Extract each line of the material below that contains the string "swimming".

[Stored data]

###

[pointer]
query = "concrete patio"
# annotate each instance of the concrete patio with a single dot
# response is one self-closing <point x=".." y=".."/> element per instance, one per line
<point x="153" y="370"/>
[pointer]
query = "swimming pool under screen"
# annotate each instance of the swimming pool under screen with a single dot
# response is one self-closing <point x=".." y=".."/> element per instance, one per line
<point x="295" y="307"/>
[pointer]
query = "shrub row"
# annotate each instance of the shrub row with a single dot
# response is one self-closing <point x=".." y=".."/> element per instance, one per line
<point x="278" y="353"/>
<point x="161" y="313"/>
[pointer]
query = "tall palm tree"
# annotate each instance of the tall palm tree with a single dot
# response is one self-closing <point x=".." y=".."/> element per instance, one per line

###

▶ [FINAL RESULT]:
query = "swimming pool under screen"
# annotate each instance of the swimming pool under screen with a single dot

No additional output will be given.